*TASK GOAL*
All lines from the one with "Crop-scouting request: mark the sedge" through the close of the records below are to be set down exactly, and no others.

[MATERIAL TO PROCESS Boundary: Start]

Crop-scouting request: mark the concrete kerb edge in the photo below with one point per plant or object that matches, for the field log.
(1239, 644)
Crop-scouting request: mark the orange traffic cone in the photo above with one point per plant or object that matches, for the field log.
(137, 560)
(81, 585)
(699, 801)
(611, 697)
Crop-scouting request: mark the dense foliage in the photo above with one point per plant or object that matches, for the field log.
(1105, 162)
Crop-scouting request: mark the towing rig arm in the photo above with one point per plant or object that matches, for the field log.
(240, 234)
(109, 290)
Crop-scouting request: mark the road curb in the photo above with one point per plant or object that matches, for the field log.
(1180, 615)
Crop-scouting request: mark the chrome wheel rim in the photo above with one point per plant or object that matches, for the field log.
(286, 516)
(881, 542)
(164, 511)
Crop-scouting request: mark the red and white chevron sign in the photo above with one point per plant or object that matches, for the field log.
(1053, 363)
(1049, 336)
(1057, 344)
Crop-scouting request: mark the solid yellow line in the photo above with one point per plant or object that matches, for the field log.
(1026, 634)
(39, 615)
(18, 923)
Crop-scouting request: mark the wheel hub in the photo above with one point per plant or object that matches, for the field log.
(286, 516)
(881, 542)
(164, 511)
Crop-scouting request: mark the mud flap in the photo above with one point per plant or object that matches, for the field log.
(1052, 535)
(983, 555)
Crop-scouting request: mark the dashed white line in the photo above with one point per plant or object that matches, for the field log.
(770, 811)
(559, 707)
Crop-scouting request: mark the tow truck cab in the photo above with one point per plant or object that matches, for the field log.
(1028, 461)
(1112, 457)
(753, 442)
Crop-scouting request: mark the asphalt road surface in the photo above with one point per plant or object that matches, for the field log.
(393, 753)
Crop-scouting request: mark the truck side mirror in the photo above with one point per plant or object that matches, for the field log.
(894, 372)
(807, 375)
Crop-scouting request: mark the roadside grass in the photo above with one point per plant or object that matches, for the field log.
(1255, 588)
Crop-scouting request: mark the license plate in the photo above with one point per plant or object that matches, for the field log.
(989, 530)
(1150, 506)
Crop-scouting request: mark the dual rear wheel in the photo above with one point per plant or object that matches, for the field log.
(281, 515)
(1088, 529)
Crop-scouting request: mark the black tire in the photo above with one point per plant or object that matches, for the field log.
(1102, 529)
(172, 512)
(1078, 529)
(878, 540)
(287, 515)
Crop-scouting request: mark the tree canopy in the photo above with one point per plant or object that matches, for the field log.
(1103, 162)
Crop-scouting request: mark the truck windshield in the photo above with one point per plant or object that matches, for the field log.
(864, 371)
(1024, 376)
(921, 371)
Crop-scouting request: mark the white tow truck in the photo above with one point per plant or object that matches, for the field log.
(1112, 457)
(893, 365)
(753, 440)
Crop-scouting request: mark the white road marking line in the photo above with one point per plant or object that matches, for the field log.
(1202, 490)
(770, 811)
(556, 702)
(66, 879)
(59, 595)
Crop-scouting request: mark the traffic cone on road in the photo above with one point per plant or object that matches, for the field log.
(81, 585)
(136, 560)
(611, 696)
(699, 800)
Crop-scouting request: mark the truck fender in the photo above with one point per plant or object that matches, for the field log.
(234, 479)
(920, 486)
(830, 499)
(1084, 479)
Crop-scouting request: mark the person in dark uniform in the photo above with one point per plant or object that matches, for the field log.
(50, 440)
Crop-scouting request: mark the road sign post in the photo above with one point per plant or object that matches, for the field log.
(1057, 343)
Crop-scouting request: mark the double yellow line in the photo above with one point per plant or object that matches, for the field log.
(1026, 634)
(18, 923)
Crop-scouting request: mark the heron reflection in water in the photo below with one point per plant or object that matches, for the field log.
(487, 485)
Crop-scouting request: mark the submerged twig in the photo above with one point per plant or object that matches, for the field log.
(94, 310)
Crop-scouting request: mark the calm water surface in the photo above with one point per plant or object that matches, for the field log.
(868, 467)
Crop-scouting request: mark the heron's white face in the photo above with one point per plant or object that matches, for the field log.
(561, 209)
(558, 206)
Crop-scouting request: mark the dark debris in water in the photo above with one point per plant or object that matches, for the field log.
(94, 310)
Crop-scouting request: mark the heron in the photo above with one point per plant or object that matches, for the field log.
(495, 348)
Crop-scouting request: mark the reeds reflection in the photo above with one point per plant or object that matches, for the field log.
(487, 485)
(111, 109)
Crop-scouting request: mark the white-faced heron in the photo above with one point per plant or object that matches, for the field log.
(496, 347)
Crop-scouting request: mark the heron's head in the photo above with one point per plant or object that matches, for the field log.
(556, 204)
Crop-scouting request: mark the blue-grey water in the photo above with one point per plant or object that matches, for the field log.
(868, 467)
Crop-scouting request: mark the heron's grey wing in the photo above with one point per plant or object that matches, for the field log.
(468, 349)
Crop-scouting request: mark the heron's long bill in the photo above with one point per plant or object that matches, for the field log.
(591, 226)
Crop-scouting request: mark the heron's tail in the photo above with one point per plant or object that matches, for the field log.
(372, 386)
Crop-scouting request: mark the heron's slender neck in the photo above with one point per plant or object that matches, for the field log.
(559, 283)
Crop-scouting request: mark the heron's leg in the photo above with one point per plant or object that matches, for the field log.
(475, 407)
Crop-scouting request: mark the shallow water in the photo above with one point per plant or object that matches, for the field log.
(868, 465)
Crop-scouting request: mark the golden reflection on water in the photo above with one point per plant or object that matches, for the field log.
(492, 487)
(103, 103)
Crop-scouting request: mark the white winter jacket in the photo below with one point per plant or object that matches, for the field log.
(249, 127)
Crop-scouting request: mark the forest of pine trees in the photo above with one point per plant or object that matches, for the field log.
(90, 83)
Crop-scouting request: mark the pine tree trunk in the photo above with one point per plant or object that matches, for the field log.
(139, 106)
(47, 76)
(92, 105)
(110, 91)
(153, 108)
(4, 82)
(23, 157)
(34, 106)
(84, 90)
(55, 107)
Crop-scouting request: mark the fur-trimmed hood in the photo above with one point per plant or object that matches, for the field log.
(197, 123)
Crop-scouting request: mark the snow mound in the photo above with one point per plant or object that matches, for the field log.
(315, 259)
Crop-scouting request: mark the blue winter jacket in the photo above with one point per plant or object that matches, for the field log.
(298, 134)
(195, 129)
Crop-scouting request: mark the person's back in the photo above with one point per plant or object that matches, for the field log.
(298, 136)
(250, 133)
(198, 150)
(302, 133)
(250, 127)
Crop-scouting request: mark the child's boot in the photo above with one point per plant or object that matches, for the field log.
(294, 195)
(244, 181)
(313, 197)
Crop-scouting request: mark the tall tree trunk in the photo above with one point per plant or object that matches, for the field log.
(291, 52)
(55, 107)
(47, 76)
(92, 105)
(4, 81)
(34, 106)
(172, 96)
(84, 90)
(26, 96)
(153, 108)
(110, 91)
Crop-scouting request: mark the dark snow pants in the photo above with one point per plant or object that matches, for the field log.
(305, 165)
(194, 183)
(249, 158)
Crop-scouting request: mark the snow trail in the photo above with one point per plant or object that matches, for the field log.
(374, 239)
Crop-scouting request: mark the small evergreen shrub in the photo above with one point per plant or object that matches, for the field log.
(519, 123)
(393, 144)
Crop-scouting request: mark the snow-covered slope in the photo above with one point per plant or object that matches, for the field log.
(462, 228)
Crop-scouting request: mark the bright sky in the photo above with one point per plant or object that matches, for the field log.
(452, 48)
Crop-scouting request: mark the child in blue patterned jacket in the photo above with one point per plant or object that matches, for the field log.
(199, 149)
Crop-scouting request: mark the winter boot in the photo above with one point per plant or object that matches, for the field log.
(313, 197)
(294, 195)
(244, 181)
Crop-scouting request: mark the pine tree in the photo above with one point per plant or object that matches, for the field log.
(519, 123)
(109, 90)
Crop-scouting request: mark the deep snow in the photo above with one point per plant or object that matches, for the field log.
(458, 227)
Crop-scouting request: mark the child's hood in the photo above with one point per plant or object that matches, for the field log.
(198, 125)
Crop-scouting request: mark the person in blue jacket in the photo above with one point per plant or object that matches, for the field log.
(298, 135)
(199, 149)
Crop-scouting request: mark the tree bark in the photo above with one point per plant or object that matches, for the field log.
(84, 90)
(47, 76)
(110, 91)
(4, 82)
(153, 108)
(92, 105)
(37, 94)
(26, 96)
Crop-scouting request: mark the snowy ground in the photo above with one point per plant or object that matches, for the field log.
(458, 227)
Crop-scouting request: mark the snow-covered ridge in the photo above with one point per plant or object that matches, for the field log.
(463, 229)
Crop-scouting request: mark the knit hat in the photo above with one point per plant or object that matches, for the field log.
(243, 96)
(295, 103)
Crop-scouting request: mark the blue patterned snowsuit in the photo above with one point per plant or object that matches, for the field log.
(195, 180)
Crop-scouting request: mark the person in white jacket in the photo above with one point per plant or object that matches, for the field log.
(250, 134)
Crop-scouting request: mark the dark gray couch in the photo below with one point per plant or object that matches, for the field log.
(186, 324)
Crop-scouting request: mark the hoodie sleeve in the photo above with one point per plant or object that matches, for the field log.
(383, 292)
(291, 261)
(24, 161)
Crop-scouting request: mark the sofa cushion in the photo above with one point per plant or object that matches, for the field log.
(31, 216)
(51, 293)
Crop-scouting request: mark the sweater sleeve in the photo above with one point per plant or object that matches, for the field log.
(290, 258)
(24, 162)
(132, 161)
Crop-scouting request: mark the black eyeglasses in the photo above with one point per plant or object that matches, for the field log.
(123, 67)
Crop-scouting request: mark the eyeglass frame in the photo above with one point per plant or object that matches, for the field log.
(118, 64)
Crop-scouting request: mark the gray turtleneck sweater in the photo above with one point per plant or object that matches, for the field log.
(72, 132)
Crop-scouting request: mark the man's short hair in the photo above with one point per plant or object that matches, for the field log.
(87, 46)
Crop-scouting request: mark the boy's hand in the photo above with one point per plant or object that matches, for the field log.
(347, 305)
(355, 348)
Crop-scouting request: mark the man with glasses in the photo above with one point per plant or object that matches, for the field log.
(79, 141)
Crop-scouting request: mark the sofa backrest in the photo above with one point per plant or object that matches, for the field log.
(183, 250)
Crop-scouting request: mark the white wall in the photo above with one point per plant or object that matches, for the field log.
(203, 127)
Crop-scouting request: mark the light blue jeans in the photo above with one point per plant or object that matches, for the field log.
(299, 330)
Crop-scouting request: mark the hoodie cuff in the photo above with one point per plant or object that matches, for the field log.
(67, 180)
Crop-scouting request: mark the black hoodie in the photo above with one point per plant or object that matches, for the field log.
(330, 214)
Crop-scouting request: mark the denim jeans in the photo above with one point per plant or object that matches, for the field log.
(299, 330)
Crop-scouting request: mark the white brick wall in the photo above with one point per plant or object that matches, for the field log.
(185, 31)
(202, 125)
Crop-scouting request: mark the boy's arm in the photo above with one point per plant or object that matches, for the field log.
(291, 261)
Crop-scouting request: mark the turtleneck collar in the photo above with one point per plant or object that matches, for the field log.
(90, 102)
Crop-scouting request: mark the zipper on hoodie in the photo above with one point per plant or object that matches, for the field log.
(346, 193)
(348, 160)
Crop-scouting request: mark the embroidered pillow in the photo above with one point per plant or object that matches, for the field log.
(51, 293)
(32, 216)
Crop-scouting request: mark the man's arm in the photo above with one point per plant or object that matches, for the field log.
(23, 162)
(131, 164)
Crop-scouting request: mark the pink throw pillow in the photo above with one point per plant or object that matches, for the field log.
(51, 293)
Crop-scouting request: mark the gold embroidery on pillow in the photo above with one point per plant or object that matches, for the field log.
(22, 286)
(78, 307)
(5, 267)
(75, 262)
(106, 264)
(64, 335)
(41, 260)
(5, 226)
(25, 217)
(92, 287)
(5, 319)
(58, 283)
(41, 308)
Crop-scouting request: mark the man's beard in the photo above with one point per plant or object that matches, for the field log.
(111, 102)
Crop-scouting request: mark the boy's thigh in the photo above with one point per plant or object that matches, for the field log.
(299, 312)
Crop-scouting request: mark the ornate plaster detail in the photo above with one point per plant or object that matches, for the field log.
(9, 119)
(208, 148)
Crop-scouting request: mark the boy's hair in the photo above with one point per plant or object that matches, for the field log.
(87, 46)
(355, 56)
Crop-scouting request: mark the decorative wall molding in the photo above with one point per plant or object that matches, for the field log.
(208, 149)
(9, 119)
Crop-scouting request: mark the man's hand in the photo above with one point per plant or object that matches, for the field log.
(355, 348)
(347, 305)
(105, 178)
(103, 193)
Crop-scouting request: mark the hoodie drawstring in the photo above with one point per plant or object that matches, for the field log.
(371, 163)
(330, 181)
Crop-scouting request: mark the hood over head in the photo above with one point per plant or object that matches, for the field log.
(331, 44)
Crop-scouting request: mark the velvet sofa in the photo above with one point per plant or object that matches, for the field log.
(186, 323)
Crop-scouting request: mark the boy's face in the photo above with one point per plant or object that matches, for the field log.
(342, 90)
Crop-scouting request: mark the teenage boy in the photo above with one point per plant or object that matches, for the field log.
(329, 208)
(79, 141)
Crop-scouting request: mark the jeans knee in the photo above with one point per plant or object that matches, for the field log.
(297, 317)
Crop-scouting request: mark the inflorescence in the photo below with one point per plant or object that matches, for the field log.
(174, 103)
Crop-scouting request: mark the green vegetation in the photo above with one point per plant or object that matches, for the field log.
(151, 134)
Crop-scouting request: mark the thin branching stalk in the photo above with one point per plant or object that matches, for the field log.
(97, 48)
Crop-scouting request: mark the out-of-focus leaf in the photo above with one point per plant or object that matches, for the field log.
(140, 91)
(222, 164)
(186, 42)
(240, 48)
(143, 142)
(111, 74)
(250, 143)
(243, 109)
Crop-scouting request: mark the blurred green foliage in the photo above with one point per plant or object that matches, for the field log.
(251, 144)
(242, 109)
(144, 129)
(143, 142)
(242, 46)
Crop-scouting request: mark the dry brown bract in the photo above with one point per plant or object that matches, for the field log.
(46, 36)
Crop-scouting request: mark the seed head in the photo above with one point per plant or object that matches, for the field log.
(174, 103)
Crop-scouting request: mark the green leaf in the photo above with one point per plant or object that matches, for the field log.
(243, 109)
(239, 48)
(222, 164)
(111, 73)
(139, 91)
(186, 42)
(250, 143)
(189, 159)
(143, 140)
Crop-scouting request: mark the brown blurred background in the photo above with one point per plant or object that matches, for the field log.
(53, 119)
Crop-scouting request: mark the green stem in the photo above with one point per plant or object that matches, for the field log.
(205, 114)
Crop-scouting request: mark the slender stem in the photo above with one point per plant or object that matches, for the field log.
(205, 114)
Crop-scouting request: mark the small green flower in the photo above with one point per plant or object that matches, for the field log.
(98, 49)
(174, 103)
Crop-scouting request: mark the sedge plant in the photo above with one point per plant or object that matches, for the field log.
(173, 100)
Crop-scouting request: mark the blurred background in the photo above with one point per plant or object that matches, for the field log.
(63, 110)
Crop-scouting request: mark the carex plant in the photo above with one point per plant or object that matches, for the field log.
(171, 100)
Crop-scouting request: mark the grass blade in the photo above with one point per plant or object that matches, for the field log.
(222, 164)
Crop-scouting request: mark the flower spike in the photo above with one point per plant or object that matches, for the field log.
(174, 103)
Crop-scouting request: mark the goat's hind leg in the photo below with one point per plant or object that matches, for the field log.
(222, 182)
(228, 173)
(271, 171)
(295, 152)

[MATERIAL TO PROCESS Boundary: End]

*REPLY TO THE EXERCISE*
Crop-scouting request: mark the sedge plant in the photo above with one point per plant or object that matches, for the field log.
(173, 100)
Crop-scouting request: mark the blurred background in the photo above with one point per plant or object that matches, for the field log.
(63, 110)
Crop-scouting request: mark the carex plant in the photo above with one point per plant or object that matches, for the field log.
(171, 100)
Crop-scouting request: mark the grass blade in the photo above with one point per plant or object that matches, for the field log.
(222, 164)
Crop-scouting request: mark the flower spike in the photo above with one point per plant or object that matches, for the field log.
(174, 103)
Crop-scouting request: mark the goat's hind leg in the photo below with one point per plant or object that matches, for the field log.
(222, 182)
(228, 173)
(271, 171)
(295, 152)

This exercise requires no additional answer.